■ REQUIREMENT A: According to the batch normalization thread, why does the formula include epsilon?
■ REQUIREMENT B: From the batch normalization thread, quote the passage starting with "output = gamma" and going on through "our input data?".
**** PASSAGE TO READ
Batch Normalization

Can someone explain how does batch norm is implemented in a neural network? I’ve been reading in different sources in regards to the benefits that it affects the overall performance of the network, but none has specifically explained the mechanism of it. Also, if we have already normalized our training dataset is batch norm even necessary? It seems like the exploding/diminishing gradient is solved already through preprocessing the training set by normalization.

Little back story, I’ve been experimenting with the tabular learner for about 6 months now training with financial data. So far the performance of my network is still battling to use batch norm or not, this is why I need to know how is this actually implemented in tabular in order to decide whether if we need batch norm in the first place.

Thank you in advance!

The formula for batch norm (BN) is:

output = gamma * (input - mean) / sqrt(variance + epsilon) + beta

Here, mean and variance are computed over the batch. Epsilon is a small number to make sure the denominator doesn’t become 0. Gamma and beta are learned parameters (just like neural network weights).

The BN layer also keeps track of a moving mean and variance, which are used at inference time.

That’s all there is to it, really.

1 Like

First of all, thank you so much for writing out the actual formula!

So in this case, is it even necessary to use batch norm if we have already normalize our input data?

in part 2 of course-v3, Jeremy completely covers that, both implementation and intuition behind it

1 Like

BatchNorm is useful before the later layers too :slight_smile:

When you normalize (or actually standardize) your input, it’s great, but in later layers it’s a good idea to standardize again and again because the nonlinearities and biases will change the distribution of the data through the learning.

Another thing when you use BN it’s also put some regularization effect on the training, so you can get better results - still a research area exactly how it works though.
I saw other papers claimed it smoothes the loss function, so easier to optimize.

Whatever is the real reason, it seems it helps you in a way, so people stick with it.

1 Like
********
**** SOURCE DATA
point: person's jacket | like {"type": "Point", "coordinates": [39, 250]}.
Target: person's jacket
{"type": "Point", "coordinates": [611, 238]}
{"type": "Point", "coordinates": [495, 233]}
********
■ TASK RESPONSE A: Epsilon is a small number that keeps the denominator from becoming 0.

■ TASK RESPONSE B:
output = gamma * (input - mean) / sqrt(variance + epsilon) + beta

Here, mean and variance are computed over the batch. Epsilon is a small number to make sure the denominator doesn’t become 0. Gamma and beta are learned parameters (just like neural network weights).

The BN layer also keeps track of a moving mean and variance, which are used at inference time.

That’s all there is to it, really.

1 Like

First of all, thank you so much for writing out the actual formula!

So in this case, is it even necessary to use batch norm if we have already normalize our input data?